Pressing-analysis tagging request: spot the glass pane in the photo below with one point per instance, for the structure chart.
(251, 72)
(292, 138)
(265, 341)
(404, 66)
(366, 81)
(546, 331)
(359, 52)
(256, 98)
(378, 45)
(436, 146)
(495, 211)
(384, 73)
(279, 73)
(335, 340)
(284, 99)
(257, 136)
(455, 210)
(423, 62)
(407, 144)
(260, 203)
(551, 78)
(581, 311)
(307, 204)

◆ Requisitos del problema ◆
Copia todas las entradas de arriba línea por línea, sin alterar ningún carácter.

◆ Respuesta escrita ◆
Pressing-analysis tagging request: spot the glass pane in the photo below with one point per instance, for the structure chart.
(251, 72)
(292, 138)
(265, 341)
(404, 66)
(366, 81)
(546, 331)
(359, 52)
(256, 98)
(378, 45)
(436, 146)
(495, 211)
(384, 73)
(279, 73)
(335, 340)
(284, 99)
(257, 136)
(455, 210)
(423, 62)
(407, 144)
(260, 203)
(551, 78)
(581, 311)
(307, 204)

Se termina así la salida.